START ENTRIES SUPPLIED

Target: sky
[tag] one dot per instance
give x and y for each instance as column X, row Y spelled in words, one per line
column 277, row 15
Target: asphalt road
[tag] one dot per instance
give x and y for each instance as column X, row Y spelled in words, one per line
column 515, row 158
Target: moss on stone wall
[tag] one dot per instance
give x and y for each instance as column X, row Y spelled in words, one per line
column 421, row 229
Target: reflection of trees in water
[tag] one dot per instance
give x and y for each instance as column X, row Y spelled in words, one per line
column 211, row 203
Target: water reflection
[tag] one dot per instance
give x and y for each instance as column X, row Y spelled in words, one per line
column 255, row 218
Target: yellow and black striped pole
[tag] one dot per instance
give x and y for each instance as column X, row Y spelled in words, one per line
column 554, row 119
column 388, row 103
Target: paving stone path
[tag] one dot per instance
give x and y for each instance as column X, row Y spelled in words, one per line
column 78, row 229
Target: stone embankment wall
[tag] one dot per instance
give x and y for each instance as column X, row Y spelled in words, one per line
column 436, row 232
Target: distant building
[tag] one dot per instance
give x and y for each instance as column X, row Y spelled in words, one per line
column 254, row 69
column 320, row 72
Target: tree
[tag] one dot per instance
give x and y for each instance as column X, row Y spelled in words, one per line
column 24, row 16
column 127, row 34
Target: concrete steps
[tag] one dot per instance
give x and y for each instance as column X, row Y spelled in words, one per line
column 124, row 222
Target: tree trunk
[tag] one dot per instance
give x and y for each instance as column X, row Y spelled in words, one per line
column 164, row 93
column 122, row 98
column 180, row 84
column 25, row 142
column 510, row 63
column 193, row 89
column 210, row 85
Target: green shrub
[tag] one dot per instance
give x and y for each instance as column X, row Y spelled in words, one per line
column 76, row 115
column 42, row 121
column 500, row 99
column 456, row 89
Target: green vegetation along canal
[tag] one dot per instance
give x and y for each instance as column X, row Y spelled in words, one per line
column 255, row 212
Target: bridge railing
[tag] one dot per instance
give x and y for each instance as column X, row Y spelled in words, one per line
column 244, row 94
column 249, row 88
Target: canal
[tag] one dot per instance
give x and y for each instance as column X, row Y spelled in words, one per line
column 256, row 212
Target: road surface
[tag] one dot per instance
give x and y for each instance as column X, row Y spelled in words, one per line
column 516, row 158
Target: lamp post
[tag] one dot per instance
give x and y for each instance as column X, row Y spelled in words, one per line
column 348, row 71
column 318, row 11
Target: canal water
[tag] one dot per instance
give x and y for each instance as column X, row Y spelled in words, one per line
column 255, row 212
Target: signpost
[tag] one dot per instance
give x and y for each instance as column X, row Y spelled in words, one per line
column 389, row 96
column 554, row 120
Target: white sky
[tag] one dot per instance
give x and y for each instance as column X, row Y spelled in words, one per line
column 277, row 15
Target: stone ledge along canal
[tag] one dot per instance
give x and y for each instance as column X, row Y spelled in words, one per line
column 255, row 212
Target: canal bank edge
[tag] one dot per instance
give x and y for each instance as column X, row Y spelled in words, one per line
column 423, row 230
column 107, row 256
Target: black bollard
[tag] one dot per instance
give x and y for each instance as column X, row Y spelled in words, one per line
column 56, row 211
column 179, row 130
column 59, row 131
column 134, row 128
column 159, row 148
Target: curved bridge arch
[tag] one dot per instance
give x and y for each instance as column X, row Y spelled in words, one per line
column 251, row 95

END ENTRIES SUPPLIED

## WORK REQUEST
Which lines above hold the word "green"? Copy each of them.

## TASK RESPONSE
Target: green shrub
Target: green vegetation along canal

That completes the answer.